(Collected data)
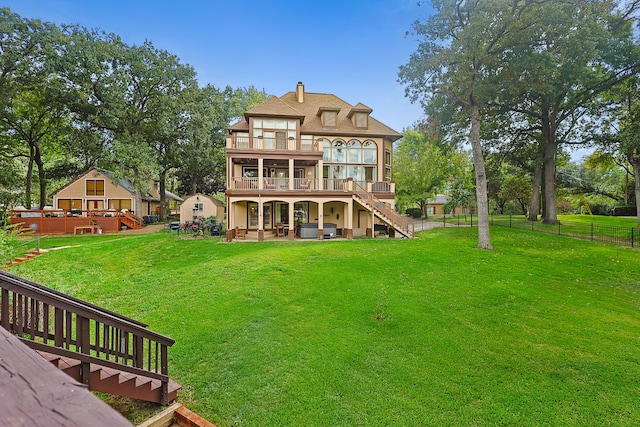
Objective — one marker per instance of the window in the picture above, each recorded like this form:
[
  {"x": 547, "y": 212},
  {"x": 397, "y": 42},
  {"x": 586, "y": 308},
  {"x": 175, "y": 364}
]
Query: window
[
  {"x": 359, "y": 158},
  {"x": 326, "y": 150},
  {"x": 274, "y": 132},
  {"x": 361, "y": 120},
  {"x": 68, "y": 204},
  {"x": 329, "y": 119},
  {"x": 249, "y": 172},
  {"x": 369, "y": 152},
  {"x": 120, "y": 204},
  {"x": 338, "y": 152},
  {"x": 94, "y": 187},
  {"x": 95, "y": 205},
  {"x": 354, "y": 152},
  {"x": 301, "y": 211}
]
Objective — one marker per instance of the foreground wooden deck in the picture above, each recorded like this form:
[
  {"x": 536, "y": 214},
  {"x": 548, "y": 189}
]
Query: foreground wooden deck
[{"x": 73, "y": 222}]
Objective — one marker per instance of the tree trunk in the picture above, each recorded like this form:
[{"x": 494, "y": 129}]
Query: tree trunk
[
  {"x": 194, "y": 186},
  {"x": 636, "y": 173},
  {"x": 534, "y": 206},
  {"x": 29, "y": 178},
  {"x": 484, "y": 239},
  {"x": 163, "y": 195},
  {"x": 550, "y": 215},
  {"x": 42, "y": 179}
]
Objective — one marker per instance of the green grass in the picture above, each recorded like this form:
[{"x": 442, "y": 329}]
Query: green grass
[{"x": 541, "y": 331}]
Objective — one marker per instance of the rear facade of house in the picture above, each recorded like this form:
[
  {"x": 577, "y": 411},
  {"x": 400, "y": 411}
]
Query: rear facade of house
[{"x": 310, "y": 165}]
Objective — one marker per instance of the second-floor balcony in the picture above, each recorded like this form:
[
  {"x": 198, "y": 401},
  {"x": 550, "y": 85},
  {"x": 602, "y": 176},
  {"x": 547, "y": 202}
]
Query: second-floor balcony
[
  {"x": 308, "y": 184},
  {"x": 241, "y": 142}
]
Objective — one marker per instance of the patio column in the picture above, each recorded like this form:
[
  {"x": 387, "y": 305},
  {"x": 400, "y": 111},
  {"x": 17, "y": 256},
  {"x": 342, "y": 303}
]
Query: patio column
[
  {"x": 291, "y": 174},
  {"x": 231, "y": 219},
  {"x": 320, "y": 220},
  {"x": 349, "y": 221},
  {"x": 260, "y": 221}
]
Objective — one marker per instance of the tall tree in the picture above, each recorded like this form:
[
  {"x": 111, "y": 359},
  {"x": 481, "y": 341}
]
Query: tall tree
[
  {"x": 202, "y": 152},
  {"x": 574, "y": 51},
  {"x": 422, "y": 170},
  {"x": 30, "y": 112},
  {"x": 459, "y": 58},
  {"x": 621, "y": 133}
]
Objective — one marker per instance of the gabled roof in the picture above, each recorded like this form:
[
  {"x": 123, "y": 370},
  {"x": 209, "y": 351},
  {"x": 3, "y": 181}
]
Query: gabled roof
[
  {"x": 309, "y": 112},
  {"x": 121, "y": 182}
]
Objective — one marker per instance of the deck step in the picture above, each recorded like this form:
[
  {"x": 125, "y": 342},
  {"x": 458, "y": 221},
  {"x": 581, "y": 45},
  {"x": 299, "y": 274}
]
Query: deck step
[{"x": 116, "y": 382}]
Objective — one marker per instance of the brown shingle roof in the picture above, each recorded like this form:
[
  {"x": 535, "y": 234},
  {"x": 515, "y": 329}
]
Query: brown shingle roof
[{"x": 288, "y": 106}]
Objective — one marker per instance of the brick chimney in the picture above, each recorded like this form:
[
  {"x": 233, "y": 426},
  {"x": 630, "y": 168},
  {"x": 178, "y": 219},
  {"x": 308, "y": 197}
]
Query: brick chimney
[{"x": 300, "y": 92}]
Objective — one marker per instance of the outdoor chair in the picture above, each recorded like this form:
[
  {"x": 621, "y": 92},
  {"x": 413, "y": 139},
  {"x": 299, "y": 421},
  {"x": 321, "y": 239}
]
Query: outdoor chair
[
  {"x": 240, "y": 233},
  {"x": 305, "y": 184},
  {"x": 269, "y": 184}
]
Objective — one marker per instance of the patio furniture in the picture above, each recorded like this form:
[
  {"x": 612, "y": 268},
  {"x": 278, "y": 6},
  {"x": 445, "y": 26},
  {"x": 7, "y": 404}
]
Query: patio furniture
[
  {"x": 269, "y": 184},
  {"x": 241, "y": 233}
]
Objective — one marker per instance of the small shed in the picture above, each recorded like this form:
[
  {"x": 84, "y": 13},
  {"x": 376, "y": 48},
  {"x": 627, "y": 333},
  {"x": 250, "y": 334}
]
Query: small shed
[{"x": 201, "y": 205}]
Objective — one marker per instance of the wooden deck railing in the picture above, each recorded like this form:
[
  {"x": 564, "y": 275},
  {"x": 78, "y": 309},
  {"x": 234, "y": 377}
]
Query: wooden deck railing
[
  {"x": 56, "y": 323},
  {"x": 394, "y": 219}
]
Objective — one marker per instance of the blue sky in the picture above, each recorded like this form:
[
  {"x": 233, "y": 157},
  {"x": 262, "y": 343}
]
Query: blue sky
[{"x": 351, "y": 48}]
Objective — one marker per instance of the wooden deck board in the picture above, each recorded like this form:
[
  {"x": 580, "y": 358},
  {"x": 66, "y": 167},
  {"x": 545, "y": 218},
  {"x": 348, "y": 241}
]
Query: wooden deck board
[{"x": 33, "y": 392}]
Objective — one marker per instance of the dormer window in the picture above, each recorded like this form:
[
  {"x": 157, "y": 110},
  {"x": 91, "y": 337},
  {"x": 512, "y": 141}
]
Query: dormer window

* **Task description**
Rewrite the whole listing above, changing every "Objective" to "Goal" and leaving everything else unchanged. Omit the pictures from your answer.

* **Answer for the task**
Goal — one marker per instance of the window in the picture above, each recorded like this form:
[
  {"x": 547, "y": 212},
  {"x": 397, "y": 42},
  {"x": 586, "y": 308},
  {"x": 175, "y": 364}
]
Query: window
[
  {"x": 359, "y": 158},
  {"x": 326, "y": 150},
  {"x": 274, "y": 132},
  {"x": 361, "y": 120},
  {"x": 68, "y": 204},
  {"x": 329, "y": 119},
  {"x": 249, "y": 172},
  {"x": 369, "y": 152},
  {"x": 120, "y": 204},
  {"x": 338, "y": 152},
  {"x": 94, "y": 187},
  {"x": 95, "y": 205},
  {"x": 354, "y": 152},
  {"x": 301, "y": 211}
]
Goal — one marker per instance of the foreground wooden deck in the picture above, each recorded like this form:
[
  {"x": 536, "y": 214},
  {"x": 548, "y": 189}
]
Query: foreground wooden deck
[{"x": 73, "y": 222}]
Goal — one marker per instance of the tree trunk in the picture above, each recorded like this form:
[{"x": 494, "y": 129}]
Query: tree trunk
[
  {"x": 194, "y": 186},
  {"x": 636, "y": 173},
  {"x": 534, "y": 206},
  {"x": 29, "y": 178},
  {"x": 484, "y": 239},
  {"x": 163, "y": 195},
  {"x": 550, "y": 215},
  {"x": 42, "y": 179}
]
Goal — one marker per instance of the green grass in the picture above, each recorded like this form:
[{"x": 442, "y": 329}]
Query: green grass
[{"x": 541, "y": 331}]
Goal — one marker per instance of the rear facade of house in the picture above, each recorded like this form:
[
  {"x": 577, "y": 411},
  {"x": 400, "y": 411}
]
Query: rear facade of house
[{"x": 310, "y": 165}]
Goal — one marker per instance of the second-floor balcony in the picture above, each recorded like this form:
[
  {"x": 198, "y": 401},
  {"x": 550, "y": 85},
  {"x": 602, "y": 176},
  {"x": 547, "y": 202}
]
Query: second-floor balcony
[
  {"x": 308, "y": 184},
  {"x": 241, "y": 142}
]
Goal — one marker per instance of the patio column in the picture above, each recorded like this form:
[
  {"x": 387, "y": 305},
  {"x": 400, "y": 111},
  {"x": 17, "y": 256},
  {"x": 342, "y": 303}
]
Query: patio column
[
  {"x": 291, "y": 174},
  {"x": 231, "y": 219},
  {"x": 320, "y": 220},
  {"x": 349, "y": 221},
  {"x": 260, "y": 221}
]
Goal — one marker per instance of the tall tree in the picture above, each recorded like this form:
[
  {"x": 111, "y": 359},
  {"x": 481, "y": 341}
]
Query: tall tree
[
  {"x": 202, "y": 152},
  {"x": 574, "y": 51},
  {"x": 422, "y": 170},
  {"x": 30, "y": 112},
  {"x": 459, "y": 58},
  {"x": 621, "y": 133}
]
Goal — one marker per instance of the gabled roof in the picture above, each recorded like this form:
[
  {"x": 123, "y": 370},
  {"x": 209, "y": 351},
  {"x": 3, "y": 181}
]
Query: gabled roof
[
  {"x": 309, "y": 112},
  {"x": 121, "y": 182}
]
Goal — one marker per instance of the deck step in the picture above, each recorded like this form:
[
  {"x": 125, "y": 342},
  {"x": 458, "y": 221},
  {"x": 581, "y": 45},
  {"x": 299, "y": 274}
]
Query: deck step
[{"x": 116, "y": 382}]
Goal — one marker per instance of the brown shingle roof in the picture above, each recorded like this form:
[
  {"x": 535, "y": 234},
  {"x": 515, "y": 329}
]
Query: brown shingle roof
[{"x": 288, "y": 106}]
Goal — one marker per instance of the brick chimney in the picture above, each recorded like this form:
[
  {"x": 233, "y": 426},
  {"x": 630, "y": 168},
  {"x": 178, "y": 219},
  {"x": 308, "y": 197}
]
Query: brick chimney
[{"x": 300, "y": 92}]
Goal — one marker per instance of the outdoor chair in the picture above, each recorded like this form:
[
  {"x": 621, "y": 92},
  {"x": 413, "y": 139},
  {"x": 299, "y": 421},
  {"x": 321, "y": 239}
]
Query: outdoor chair
[
  {"x": 240, "y": 233},
  {"x": 305, "y": 184},
  {"x": 269, "y": 184}
]
Goal — one marker per instance of the patio furniture in the picture above, each recorded like this form:
[
  {"x": 612, "y": 268},
  {"x": 278, "y": 6},
  {"x": 445, "y": 26},
  {"x": 7, "y": 404}
]
Query: patio furniture
[
  {"x": 269, "y": 184},
  {"x": 241, "y": 233}
]
Goal — one marker per instance of the small shed in the picture above, each recorded like this form:
[
  {"x": 84, "y": 13},
  {"x": 376, "y": 48},
  {"x": 627, "y": 333},
  {"x": 250, "y": 334}
]
Query: small shed
[{"x": 201, "y": 205}]
Goal — one marker per instance of the wooden deck railing in the picture above, each recorded like this form:
[
  {"x": 564, "y": 275},
  {"x": 78, "y": 309},
  {"x": 234, "y": 377}
]
Query: wooden deck railing
[
  {"x": 56, "y": 323},
  {"x": 394, "y": 219}
]
Goal — one marker per instance of the blue sky in the picture above, each recorded like this form:
[
  {"x": 233, "y": 157},
  {"x": 262, "y": 343}
]
Query: blue sky
[{"x": 351, "y": 48}]
Goal — one marker per instance of the wooden deck board in the picture above, each recorded like this form:
[
  {"x": 580, "y": 358},
  {"x": 66, "y": 167},
  {"x": 545, "y": 218},
  {"x": 348, "y": 241}
]
Query: wooden deck board
[{"x": 33, "y": 392}]
Goal — one marker per instance of the dormer window in the picture above, each recorded like this form:
[
  {"x": 157, "y": 110},
  {"x": 91, "y": 337},
  {"x": 512, "y": 141}
]
Query: dormer window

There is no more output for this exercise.